**Excerpted passage**.
----------

Biphasic vs. Monophasic: The Evidence
The clinical case for biphasic technology is strong. In a randomized, double-blind trial comparing 200-joule biphasic shocks to 200-joule monophasic shocks for ventricular fibrillation (VF), the biphasic group achieved a 100% first-shock success rate (39 of 39 patients) compared to 90% for monophasic (61 of 68). A separate study of out-of-hospital cardiac arrests found that 200-joule biphasic shocks restored an organized heart rhythm 69% of the time versus 45% for monophasic shocks at the same energy. After adjusting for other variables, a biphasic shock was roughly four times more likely to succeed on the first attempt.
First-shock success matters enormously. Every additional shock takes time, and in cardiac arrest, every minute without circulation reduces the chance of survival. A technology that gets it right on the first try can meaningfully change outcomes.
Less Energy, Less Heart Damage
Because biphasic waveforms work at lower energy levels, they cause less harm to the heart muscle itself. Research comparing the two technologies after prolonged VF found significantly better heart function in the hours following resuscitation when biphasic shocks were used. Monophasic devices typically required escalating doses of 200, 300, and then 360 joules, while biphasic devices commonly operate at 120 to 200 joules. That reduction in delivered energy translates to less post-shock impairment of the heart’s pumping ability, giving patients a better starting point for recovery.
Current Energy Guidelines
For adults, the 2025 American Heart Association guidelines recommend initial shock energies of 200 joules or higher for conditions like atrial fibrillation and atrial flutter. Most biphasic AEDs designed for public use are preset at 150 to 200 joules and do not require the user to select an energy level.
For children, dosing is weight-based. The AHA recommends starting at 2 joules per kilogram of body weight and escalating to 4 joules per kilogram if the first one or two shocks fail. The European Resuscitation Council takes a slightly different approach, recommending 4 joules per kilogram from the start without escalation. Animal research has supported the higher initial dose: biphasic shocks at 2 joules per kilogram succeeded only about 25 to 32% of the time in piglet models, while 4 joules per kilogram pushed success rates above 80%. Pediatric AED pads include a built-in energy reducer that lowers the adult dose to an appropriate range for smaller patients.

----------

(Region pointing data)
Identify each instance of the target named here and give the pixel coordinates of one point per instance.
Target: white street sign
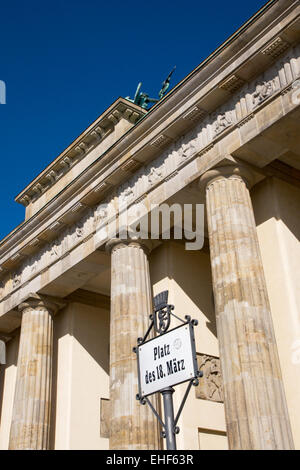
(167, 360)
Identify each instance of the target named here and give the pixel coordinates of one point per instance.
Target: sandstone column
(133, 426)
(31, 409)
(255, 406)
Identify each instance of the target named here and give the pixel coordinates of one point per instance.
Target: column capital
(117, 243)
(33, 301)
(226, 170)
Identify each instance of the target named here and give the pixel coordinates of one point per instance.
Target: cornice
(179, 110)
(91, 137)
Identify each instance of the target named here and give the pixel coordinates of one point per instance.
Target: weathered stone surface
(105, 418)
(132, 426)
(31, 410)
(211, 385)
(255, 406)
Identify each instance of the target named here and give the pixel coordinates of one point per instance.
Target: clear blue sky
(65, 61)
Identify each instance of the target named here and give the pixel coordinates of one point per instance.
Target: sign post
(166, 360)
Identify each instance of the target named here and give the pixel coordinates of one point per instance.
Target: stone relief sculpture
(211, 386)
(178, 152)
(262, 91)
(155, 175)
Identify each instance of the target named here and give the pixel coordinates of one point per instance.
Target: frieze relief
(179, 152)
(210, 385)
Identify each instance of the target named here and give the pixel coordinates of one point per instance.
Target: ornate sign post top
(166, 360)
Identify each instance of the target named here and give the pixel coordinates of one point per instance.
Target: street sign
(167, 360)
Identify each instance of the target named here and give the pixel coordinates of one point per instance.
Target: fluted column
(255, 405)
(133, 426)
(31, 408)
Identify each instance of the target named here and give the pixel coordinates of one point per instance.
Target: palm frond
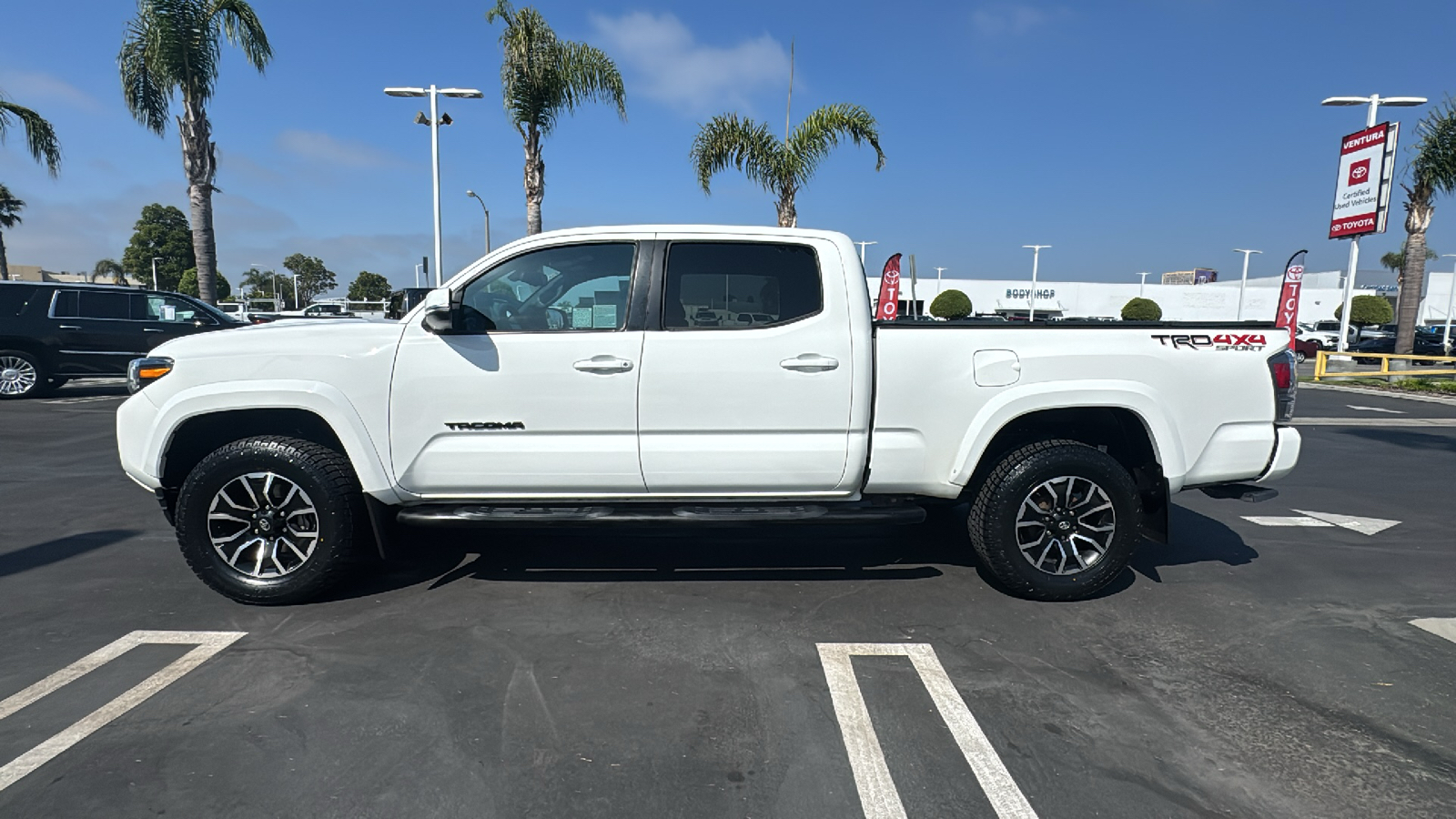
(1434, 164)
(822, 131)
(587, 75)
(146, 96)
(175, 47)
(40, 136)
(11, 208)
(728, 142)
(244, 29)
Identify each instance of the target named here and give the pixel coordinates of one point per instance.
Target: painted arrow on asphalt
(1305, 518)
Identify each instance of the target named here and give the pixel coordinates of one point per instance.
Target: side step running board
(477, 515)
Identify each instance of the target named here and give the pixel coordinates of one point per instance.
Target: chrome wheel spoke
(273, 544)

----------

**Exercise A**.
In the defibrillation passage, what energy range do biphasic devices commonly operate at?
**Exercise B**.
Update the defibrillation passage between "Less Energy, Less" and "point for recovery.", inclusive, so that "escalating doses" becomes "increasing doses".

**Response area A**.
120 to 200 joules

**Response area B**.
Less Energy, Less Heart Damage
Because biphasic waveforms work at lower energy levels, they cause less harm to the heart muscle itself. Research comparing the two technologies after prolonged VF found significantly better heart function in the hours following resuscitation when biphasic shocks were used. Monophasic devices typically required increasing doses of 200, 300, and then 360 joules, while biphasic devices commonly operate at 120 to 200 joules. That reduction in delivered energy translates to less post-shock impairment of the heart’s pumping ability, giving patients a better starting point for recovery.